Point annotation records:
◆ ◆ ◆ ◆

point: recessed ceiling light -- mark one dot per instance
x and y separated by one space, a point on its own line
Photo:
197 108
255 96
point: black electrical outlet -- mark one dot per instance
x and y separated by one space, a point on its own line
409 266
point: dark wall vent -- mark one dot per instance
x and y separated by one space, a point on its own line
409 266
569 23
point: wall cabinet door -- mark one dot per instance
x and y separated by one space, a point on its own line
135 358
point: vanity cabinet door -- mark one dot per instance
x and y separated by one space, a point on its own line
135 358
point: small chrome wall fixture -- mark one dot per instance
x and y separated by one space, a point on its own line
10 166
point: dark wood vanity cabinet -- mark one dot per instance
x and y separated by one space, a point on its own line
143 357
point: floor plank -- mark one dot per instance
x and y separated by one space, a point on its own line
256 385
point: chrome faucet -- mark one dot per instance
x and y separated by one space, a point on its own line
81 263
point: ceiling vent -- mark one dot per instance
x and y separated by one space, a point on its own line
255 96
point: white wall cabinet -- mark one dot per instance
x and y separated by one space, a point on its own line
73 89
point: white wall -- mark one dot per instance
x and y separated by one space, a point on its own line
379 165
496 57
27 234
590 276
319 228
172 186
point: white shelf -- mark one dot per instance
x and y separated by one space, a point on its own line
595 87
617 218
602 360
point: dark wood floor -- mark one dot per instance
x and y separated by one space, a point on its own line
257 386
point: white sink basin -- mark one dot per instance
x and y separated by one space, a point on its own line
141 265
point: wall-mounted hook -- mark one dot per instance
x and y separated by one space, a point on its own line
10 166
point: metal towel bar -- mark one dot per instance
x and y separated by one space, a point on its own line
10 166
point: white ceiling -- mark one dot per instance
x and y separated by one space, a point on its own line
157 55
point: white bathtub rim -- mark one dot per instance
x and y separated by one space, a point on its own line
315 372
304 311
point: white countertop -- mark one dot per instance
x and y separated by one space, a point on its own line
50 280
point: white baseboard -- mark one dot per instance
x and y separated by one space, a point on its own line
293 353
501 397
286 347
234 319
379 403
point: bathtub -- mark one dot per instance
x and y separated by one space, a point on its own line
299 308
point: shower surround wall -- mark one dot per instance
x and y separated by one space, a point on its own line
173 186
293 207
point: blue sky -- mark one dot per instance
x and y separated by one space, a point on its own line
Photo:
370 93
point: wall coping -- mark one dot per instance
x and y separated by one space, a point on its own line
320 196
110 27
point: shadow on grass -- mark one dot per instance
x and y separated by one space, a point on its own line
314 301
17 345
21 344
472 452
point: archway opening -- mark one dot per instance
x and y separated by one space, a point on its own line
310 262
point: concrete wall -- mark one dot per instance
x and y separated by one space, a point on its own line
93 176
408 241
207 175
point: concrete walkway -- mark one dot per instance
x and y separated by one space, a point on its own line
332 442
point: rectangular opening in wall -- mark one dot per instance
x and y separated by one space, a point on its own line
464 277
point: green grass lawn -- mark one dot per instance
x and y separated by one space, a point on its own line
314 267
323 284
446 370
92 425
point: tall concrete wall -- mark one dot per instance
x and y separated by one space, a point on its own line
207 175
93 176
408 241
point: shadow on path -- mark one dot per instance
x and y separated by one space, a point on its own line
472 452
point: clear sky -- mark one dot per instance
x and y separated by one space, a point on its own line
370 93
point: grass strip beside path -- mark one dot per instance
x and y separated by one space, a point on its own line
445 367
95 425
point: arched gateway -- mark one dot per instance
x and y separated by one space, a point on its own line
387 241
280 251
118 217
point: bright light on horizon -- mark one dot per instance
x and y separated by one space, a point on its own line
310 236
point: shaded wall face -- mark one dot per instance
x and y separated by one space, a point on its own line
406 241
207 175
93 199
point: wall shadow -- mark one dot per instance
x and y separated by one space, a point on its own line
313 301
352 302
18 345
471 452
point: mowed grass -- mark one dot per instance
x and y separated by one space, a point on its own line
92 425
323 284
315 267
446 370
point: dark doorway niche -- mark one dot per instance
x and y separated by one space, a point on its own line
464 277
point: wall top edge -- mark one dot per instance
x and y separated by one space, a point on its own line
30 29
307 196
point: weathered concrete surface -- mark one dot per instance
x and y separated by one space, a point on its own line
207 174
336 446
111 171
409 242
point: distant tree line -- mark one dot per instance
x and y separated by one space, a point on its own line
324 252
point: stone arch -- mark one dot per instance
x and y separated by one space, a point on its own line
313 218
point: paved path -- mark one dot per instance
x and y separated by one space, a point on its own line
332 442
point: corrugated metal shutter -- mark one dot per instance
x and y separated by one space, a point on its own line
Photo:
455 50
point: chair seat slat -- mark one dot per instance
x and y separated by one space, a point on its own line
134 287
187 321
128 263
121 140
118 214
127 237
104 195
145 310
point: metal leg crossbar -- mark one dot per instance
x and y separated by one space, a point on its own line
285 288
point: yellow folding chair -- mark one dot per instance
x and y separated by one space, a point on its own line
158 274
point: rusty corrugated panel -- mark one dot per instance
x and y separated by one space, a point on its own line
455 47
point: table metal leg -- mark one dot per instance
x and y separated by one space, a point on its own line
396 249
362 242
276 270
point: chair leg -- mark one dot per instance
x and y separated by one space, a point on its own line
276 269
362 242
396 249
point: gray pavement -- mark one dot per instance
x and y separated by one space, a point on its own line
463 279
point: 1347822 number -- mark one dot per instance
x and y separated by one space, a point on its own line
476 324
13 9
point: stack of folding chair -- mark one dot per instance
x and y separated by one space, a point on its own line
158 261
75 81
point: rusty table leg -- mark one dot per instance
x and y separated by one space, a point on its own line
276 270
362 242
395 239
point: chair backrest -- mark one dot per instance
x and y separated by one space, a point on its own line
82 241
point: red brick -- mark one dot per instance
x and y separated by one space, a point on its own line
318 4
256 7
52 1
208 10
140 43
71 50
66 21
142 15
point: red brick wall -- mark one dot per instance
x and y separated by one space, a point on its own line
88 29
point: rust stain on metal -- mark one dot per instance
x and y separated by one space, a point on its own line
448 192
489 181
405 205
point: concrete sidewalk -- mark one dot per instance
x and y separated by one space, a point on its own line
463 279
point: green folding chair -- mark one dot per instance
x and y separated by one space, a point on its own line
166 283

◆ ◆ ◆ ◆

What this task involves
Give the listing again, word for word.

Exercise response
point: recessed ceiling light -- mark one dot per instance
x and y separated by one space, a point on its own line
Photo:
197 108
255 96
point: black electrical outlet -- mark one dot per instance
x and y separated by one space, a point on its own line
409 266
point: dark wall vent -- mark one dot per instance
x and y separated by one space, a point on its own line
409 266
569 23
point: wall cabinet door -- mark one dot per instance
x and y separated by one space, a point on its own line
135 358
point: vanity cabinet door -- mark one dot per instance
x and y separated by one space, a point on its own line
135 358
point: small chrome wall fixture -- mark one dot per instance
x and y separated by one space, a point on its own line
10 166
point: dark wood vanity cabinet -- mark one dot per instance
x and y separated by one space, a point on its own line
143 357
point: floor plank -- mark one dot per instance
x and y separated by one space, a point on its own line
256 385
point: chrome faucet -- mark one dot per instance
x and y separated by one space, a point on its own line
81 263
point: ceiling vent -- mark one dot per instance
x and y separated by one space, a point on its own line
255 96
point: white wall cabinet -- mark one dot per instance
x and y separated by one space, a point on its own line
73 89
point: white wall -- mark one dot per instance
x and y separated by one space, a point on its own line
379 165
496 57
27 234
590 276
319 228
172 186
point: white shelf -- mark one dot per instance
x and y separated by one space, a point on its own line
595 87
617 218
602 360
point: dark wood floor -- mark one dot per instance
x and y separated by one space, a point on its own line
257 386
point: white sink basin -- mark one dot per instance
x and y separated by one space, a point on its own line
141 265
point: wall-mounted hook -- mark one dot per instance
x and y separated by one space, a point on its own line
10 166
point: metal towel bar -- mark one dot per instance
x and y separated by one space, a point on its own line
10 166
point: white ceiling -- mark one dot per instance
x and y separated by one space, a point on its own line
157 55
point: white bathtub rim -- mark one dot per instance
x and y separated by one space, a point on its own line
315 372
304 311
point: white countertop -- mark one dot per instance
x and y separated by one space, a point on its own line
50 280
point: white baseboard -- mark one dot per instance
x and y separated by one space, a point on its own line
293 353
501 397
286 347
234 319
379 403
point: bathtub -- mark one dot per instance
x and y separated by one space, a point on its own line
299 308
point: shower surround wall -- mark one dot per instance
x and y separated by one space, a point on its own line
173 186
293 207
point: blue sky -- mark one dot per instance
x and y separated by one space, a point on its own line
Photo:
370 93
point: wall coping -- mark one dot per instance
x and y separated by one space, a point on its own line
320 196
110 27
point: shadow on grass -- mark one dot per instance
x and y separated by one space, a point on its own line
314 301
17 345
21 344
472 452
point: archway opening -- mark one dot per instance
x and y separated by one space, a point on its own line
310 262
point: concrete wall -- mark one dot per instance
x and y separated by one space, a point on its own line
93 176
408 241
207 175
point: concrete walkway -- mark one dot per instance
x and y separated by one space, a point on its own line
332 442
point: rectangular opening in wall -- mark one dot per instance
x and y separated by one space, a point on its own line
464 277
point: green grass lawn -- mark one dot per instance
x and y separated by one space, a point on its own line
314 267
323 284
446 370
92 425
point: tall concrete wall -- mark one dot per instance
x and y separated by one space, a point on its own line
207 175
93 176
408 241
point: shadow on path -- mark one dot per instance
x and y separated by one space, a point on its own line
472 452
point: clear sky -- mark one dot per instance
x and y separated by one space, a point on its own line
370 93
point: grass strip beside path -- mark one dot per instance
x and y separated by one space, a point on its own line
445 367
95 425
point: arched gateway -- mark one dot per instance
x and y separated by one space, a point on its own line
387 241
280 251
118 217
point: bright light on horizon -- mark one dot per instance
x and y separated by one space, a point on its own line
310 236
point: shaded wall face -- mark one dot per instance
x and y separated by one space, a point on its own line
406 241
207 175
93 199
point: wall shadow -- mark one dot per instance
x and y separated by one space, a point on its own line
313 301
352 302
18 345
471 452
point: mowed grass -- mark one dot per instance
x and y separated by one space, a point on its own line
92 425
323 284
315 267
446 370
point: dark doorway niche -- mark one dot per instance
x and y separated by one space, a point on its own line
464 277
point: wall top edge -- mark one dot per instance
x and y separated by one space, a point on its own line
30 29
307 196
point: weathered concrete surface -- mark one dot per instance
x and y separated by one space, a point on its own line
207 174
336 446
111 171
409 242
point: distant tree line -- mark one dot per instance
x and y separated by one space, a point on its own line
324 252
point: stone arch -- mark one dot per instance
x and y separated by one space, a point on its own line
313 218
point: paved path -- mark one dot per instance
x and y separated by one space, a point on its own line
332 442
point: corrugated metal shutter -- mark one dot per instance
x and y separated by one space, a point on its own line
Photo:
455 50
point: chair seat slat -- mark one dot per instance
x and y separated by one space, a point on its own line
134 287
187 321
128 263
121 140
118 214
127 237
104 195
145 310
point: metal leg crossbar -- mark one dot per instance
x and y separated by one space, a point on its own line
285 288
point: yellow folding chair -- mark one dot per instance
x and y separated by one space, a point on its own line
158 274
point: rusty corrugated panel -- mark one dot per instance
x and y separated by one space, a point on its own line
455 47
point: table metal leg -- mark one dot per instance
x and y separated by one space, a point on its own line
396 249
362 242
276 270
point: chair leg -- mark one dot per instance
x and y separated by one space, a point on its own line
276 269
362 242
396 249
point: gray pavement -- mark one dot per instance
x and y separated by one space, a point on its own line
463 279
point: 1347822 number -- mark one dot per instance
x and y separated by one space, a point on its own line
476 324
13 9
point: stack of folding chair -- mark one dot per instance
x and y separated by one space, a point on its own line
158 261
75 81
point: rusty table leg -- mark one dot per instance
x and y separated by one space, a point on its own line
276 270
362 242
395 239
point: chair backrest -- mark one dot per instance
x and y separated by one space, a point on its own line
82 241
point: red brick -- mark one dot per instance
x and y separated by one space, a point on its own line
318 4
256 7
52 1
208 10
140 43
71 50
66 21
142 15
point: red brick wall -- mark one dot per instance
x and y separated by one space, a point on its own line
88 29
point: rust stain on metal -- mark one dot per instance
x and y separated by one space, a point on its own line
448 192
489 181
405 205
point: concrete sidewalk -- mark one dot per instance
x and y separated by one space, a point on its own line
463 279
point: green folding chair -- mark one dot per instance
x and y separated by one space, a point on its own line
166 283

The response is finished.